CHALLENGE
Please format the lines from the one containing "of the flowering" through the one containing "x=114, y=18", both included, as a numbered list, omitting any blank lines.

(Excerpts from a point labeling dataset)
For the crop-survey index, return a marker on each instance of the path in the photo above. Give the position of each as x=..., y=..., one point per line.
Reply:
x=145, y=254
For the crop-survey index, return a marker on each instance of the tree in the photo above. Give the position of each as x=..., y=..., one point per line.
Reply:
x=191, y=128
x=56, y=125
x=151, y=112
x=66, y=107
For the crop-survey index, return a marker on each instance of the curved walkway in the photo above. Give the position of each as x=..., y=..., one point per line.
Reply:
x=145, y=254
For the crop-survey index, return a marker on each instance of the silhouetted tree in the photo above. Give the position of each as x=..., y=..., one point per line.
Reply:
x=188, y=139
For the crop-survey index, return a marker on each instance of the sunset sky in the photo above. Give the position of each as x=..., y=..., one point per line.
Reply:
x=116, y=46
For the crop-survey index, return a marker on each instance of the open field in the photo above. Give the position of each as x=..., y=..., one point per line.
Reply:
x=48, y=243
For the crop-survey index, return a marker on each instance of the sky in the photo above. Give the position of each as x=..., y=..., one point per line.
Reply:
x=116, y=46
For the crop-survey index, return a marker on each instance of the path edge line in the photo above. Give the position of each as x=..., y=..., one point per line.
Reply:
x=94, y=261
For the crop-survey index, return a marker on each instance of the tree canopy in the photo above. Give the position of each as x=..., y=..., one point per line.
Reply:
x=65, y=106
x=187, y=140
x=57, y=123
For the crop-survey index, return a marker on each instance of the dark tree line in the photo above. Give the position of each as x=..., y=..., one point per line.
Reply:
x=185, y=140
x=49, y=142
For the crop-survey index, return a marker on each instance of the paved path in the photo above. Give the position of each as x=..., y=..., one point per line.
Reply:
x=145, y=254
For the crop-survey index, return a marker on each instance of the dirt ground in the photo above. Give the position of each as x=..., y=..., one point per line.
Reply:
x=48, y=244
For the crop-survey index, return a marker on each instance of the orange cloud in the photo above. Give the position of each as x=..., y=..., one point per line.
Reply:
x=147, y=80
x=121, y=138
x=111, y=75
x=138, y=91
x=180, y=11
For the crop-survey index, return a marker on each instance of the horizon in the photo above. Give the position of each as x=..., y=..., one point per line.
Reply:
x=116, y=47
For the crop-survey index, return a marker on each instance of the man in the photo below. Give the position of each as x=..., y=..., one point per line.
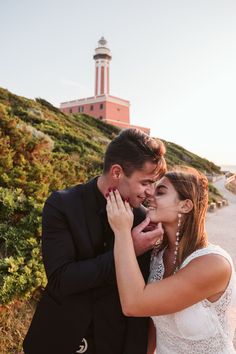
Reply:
x=80, y=310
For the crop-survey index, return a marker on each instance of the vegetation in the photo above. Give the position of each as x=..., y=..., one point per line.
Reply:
x=42, y=149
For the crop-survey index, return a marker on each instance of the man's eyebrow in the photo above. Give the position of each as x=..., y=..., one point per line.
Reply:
x=161, y=186
x=149, y=180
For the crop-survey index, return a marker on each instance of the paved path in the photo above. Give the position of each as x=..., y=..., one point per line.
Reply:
x=221, y=224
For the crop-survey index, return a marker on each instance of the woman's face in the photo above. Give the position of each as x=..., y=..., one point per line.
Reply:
x=165, y=205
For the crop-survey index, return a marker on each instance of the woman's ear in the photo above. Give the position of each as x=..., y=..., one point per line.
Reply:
x=116, y=171
x=186, y=206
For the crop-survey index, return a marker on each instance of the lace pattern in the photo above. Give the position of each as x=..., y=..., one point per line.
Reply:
x=178, y=333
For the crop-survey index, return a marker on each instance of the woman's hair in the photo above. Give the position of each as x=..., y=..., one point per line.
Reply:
x=191, y=184
x=131, y=149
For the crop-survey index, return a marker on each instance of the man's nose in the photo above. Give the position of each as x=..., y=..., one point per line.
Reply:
x=150, y=189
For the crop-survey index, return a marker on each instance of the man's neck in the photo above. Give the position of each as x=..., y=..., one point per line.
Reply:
x=103, y=184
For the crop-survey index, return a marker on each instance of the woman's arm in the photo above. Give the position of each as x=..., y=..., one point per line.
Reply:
x=151, y=337
x=201, y=278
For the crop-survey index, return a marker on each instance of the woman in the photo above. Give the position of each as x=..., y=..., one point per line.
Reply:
x=191, y=294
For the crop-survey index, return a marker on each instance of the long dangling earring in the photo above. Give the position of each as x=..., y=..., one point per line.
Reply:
x=177, y=239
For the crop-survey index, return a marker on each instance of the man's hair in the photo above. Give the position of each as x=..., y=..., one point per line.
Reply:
x=131, y=149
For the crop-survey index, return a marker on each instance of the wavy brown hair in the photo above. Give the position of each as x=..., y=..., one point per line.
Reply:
x=131, y=149
x=191, y=184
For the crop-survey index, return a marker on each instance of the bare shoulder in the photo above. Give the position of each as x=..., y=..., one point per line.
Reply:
x=210, y=268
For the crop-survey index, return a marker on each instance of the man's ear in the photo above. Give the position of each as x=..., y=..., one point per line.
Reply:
x=186, y=206
x=116, y=172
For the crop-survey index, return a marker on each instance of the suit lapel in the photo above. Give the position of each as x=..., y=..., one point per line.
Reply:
x=93, y=219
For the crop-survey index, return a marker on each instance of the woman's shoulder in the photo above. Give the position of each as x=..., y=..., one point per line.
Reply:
x=210, y=264
x=212, y=253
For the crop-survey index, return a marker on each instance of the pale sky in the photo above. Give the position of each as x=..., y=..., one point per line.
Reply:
x=174, y=60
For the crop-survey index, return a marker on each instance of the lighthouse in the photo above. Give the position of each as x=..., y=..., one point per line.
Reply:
x=102, y=59
x=103, y=105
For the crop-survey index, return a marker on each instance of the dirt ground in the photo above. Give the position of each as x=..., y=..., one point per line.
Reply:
x=221, y=224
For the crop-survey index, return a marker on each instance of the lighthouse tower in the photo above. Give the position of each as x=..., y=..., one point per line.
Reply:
x=102, y=59
x=102, y=105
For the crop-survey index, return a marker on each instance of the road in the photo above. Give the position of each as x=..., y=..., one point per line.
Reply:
x=221, y=224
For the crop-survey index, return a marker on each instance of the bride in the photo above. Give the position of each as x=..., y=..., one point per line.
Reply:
x=191, y=293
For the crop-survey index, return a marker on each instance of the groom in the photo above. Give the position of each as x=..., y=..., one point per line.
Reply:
x=80, y=311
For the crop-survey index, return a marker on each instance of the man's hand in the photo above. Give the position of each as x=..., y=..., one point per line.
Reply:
x=145, y=236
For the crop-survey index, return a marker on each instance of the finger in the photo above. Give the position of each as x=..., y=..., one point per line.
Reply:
x=113, y=201
x=142, y=225
x=119, y=201
x=109, y=205
x=155, y=234
x=128, y=207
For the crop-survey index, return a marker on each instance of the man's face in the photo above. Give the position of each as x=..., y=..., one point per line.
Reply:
x=138, y=186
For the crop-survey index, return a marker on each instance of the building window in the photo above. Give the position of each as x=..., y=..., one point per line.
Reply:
x=80, y=109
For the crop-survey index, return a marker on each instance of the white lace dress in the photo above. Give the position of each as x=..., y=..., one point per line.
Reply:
x=204, y=328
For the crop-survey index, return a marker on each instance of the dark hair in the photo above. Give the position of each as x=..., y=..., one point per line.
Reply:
x=191, y=184
x=131, y=149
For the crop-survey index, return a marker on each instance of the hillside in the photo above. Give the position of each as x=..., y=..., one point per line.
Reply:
x=41, y=149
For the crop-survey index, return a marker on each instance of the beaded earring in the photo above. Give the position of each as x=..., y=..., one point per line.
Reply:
x=177, y=239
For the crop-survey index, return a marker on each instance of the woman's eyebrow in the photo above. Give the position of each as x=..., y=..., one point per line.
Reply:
x=161, y=186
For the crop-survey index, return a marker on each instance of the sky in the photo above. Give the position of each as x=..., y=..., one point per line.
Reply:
x=174, y=60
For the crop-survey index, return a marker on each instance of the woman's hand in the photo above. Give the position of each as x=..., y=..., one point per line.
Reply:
x=119, y=213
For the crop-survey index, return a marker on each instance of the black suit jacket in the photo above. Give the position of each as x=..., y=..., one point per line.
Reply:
x=81, y=290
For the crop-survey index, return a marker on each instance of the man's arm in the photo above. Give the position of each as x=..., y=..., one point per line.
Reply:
x=66, y=275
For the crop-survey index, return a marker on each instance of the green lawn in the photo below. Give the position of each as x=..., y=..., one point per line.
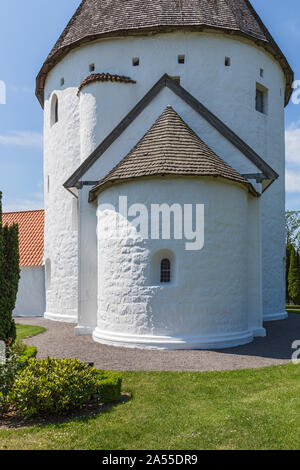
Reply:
x=27, y=331
x=248, y=409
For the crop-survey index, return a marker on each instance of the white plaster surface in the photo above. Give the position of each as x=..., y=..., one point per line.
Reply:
x=86, y=119
x=31, y=294
x=206, y=304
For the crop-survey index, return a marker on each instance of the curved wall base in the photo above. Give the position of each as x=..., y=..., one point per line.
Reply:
x=276, y=316
x=168, y=342
x=59, y=317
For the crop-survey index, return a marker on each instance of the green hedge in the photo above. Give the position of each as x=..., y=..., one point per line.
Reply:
x=56, y=386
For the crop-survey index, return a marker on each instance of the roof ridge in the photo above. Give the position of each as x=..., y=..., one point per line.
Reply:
x=170, y=154
x=95, y=19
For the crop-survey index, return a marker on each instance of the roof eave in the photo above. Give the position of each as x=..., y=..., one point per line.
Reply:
x=53, y=59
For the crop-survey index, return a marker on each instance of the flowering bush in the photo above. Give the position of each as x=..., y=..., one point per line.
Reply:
x=56, y=386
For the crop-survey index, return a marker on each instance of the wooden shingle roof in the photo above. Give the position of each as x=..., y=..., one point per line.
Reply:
x=170, y=148
x=31, y=235
x=114, y=18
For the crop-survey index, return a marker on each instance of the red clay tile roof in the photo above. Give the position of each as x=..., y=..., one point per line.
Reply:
x=96, y=19
x=104, y=77
x=31, y=235
x=170, y=148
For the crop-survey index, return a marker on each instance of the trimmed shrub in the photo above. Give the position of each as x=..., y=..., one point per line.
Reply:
x=56, y=386
x=17, y=359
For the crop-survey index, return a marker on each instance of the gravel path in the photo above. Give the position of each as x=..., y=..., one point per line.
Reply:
x=59, y=341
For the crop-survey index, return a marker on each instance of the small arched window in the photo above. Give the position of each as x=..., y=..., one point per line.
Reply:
x=165, y=271
x=48, y=274
x=54, y=110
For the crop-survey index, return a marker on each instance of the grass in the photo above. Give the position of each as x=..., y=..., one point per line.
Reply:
x=247, y=409
x=27, y=331
x=293, y=310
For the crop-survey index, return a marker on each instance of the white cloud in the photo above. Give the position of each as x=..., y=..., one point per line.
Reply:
x=23, y=205
x=26, y=139
x=15, y=89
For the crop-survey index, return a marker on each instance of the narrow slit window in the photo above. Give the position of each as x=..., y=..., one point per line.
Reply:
x=176, y=79
x=261, y=99
x=165, y=271
x=54, y=110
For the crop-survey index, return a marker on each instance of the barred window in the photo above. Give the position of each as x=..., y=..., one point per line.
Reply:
x=165, y=271
x=54, y=110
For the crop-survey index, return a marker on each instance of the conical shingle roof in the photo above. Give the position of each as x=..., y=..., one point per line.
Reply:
x=169, y=148
x=110, y=18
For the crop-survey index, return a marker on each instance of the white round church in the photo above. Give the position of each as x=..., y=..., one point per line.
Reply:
x=164, y=173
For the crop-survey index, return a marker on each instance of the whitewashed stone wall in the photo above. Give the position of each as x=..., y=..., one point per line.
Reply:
x=206, y=304
x=229, y=92
x=31, y=293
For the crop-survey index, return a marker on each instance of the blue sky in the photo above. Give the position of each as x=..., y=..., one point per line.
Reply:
x=29, y=29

RESPONSE
1. For the crop-survey index, return a marker on each instance of the flowering bush in the photo above. Give the position of each as x=..., y=..., one point per line.
2. Reply:
3. x=56, y=386
4. For the crop-survey index, return a marker on each instance of the wooden shingle roof in the photo above. Give the position of each as x=..., y=..., one point per line.
5. Reply:
6. x=170, y=148
7. x=31, y=235
8. x=114, y=18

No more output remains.